(Entries taken from a collection)
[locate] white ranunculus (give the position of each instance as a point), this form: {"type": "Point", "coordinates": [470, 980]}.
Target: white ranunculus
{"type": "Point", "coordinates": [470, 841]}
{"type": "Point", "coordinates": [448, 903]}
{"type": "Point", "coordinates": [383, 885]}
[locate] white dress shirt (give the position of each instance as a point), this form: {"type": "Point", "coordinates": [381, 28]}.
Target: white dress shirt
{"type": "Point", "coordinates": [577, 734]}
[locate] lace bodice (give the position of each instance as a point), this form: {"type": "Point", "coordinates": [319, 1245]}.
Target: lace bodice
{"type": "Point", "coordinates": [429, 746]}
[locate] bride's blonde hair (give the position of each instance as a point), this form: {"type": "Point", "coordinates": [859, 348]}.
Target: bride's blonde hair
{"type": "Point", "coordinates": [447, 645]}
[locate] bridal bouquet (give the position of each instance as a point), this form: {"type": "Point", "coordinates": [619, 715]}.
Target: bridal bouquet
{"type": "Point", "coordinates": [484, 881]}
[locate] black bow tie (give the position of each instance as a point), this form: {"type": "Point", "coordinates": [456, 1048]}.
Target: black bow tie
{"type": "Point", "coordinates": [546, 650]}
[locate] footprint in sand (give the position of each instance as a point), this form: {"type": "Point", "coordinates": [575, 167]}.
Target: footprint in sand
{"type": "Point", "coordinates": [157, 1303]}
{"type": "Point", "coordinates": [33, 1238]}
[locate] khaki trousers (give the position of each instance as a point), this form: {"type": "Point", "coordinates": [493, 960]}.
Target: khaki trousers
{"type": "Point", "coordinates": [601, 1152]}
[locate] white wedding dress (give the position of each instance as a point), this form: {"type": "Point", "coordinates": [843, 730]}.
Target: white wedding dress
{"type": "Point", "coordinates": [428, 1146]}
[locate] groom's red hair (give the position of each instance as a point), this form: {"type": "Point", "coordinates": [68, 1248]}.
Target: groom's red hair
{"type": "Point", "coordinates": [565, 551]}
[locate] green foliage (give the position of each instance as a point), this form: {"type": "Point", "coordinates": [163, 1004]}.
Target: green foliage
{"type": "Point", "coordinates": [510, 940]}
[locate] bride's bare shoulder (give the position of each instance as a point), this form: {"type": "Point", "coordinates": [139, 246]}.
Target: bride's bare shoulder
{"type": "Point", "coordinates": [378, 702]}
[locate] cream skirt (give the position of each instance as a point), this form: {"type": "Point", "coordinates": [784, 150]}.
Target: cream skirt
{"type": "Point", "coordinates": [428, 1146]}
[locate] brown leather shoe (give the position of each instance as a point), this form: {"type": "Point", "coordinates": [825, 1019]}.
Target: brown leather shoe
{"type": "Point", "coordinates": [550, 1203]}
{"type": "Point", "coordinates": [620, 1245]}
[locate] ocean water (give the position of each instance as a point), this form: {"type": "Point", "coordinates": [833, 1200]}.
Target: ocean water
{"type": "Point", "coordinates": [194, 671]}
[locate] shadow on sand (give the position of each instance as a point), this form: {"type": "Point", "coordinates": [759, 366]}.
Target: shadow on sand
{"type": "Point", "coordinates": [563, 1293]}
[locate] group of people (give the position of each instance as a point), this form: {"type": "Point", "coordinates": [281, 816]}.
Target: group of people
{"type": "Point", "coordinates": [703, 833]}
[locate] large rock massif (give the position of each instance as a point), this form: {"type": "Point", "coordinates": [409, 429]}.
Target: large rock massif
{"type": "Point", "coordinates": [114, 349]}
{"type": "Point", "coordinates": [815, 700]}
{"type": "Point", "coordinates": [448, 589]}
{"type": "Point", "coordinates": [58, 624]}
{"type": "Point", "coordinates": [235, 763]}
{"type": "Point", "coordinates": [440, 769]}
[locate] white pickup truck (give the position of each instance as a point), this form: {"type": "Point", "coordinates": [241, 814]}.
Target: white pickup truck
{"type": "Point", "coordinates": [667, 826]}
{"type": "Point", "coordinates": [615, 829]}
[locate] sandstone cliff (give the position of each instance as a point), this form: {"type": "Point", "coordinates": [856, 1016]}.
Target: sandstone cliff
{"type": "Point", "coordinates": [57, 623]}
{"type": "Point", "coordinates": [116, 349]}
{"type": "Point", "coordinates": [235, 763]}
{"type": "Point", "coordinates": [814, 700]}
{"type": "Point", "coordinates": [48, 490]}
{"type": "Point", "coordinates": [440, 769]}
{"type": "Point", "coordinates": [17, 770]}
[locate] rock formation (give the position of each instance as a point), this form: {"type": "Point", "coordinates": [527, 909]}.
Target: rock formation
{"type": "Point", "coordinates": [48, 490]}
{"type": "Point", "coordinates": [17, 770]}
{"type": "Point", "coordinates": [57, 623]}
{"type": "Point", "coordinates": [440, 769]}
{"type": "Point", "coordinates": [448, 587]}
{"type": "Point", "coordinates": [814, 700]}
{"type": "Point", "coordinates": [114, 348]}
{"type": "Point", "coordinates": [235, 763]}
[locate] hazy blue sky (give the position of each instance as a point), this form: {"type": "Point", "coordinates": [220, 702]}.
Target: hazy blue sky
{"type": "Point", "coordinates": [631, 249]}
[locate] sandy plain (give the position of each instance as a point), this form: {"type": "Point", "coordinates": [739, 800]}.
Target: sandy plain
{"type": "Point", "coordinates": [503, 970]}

◆ YOUR TASK
In your answer, include only the lines above starting at the line that holds "Target: shadow on sand" and ending at the line that holds "[locate] sandstone cliff", copied exactly.

◆ OUTPUT BELOW
Target: shadow on sand
{"type": "Point", "coordinates": [563, 1293]}
[locate] group of people (give the position of each instance as a point), this form: {"type": "Point", "coordinates": [281, 816]}.
Target: group of people
{"type": "Point", "coordinates": [703, 833]}
[locate] large rock massif (give the position of each instance as a point), this form: {"type": "Point", "coordinates": [409, 429]}.
Target: large rock massif
{"type": "Point", "coordinates": [114, 349]}
{"type": "Point", "coordinates": [815, 700]}
{"type": "Point", "coordinates": [448, 589]}
{"type": "Point", "coordinates": [58, 624]}
{"type": "Point", "coordinates": [235, 763]}
{"type": "Point", "coordinates": [440, 769]}
[locate] white pickup truck (give the position of each instance as a point), this form: {"type": "Point", "coordinates": [241, 814]}.
Target: white pickup truck
{"type": "Point", "coordinates": [667, 826]}
{"type": "Point", "coordinates": [615, 829]}
[locate] sandstone cliff (give the position of each instance as a point), this form: {"type": "Point", "coordinates": [856, 1016]}.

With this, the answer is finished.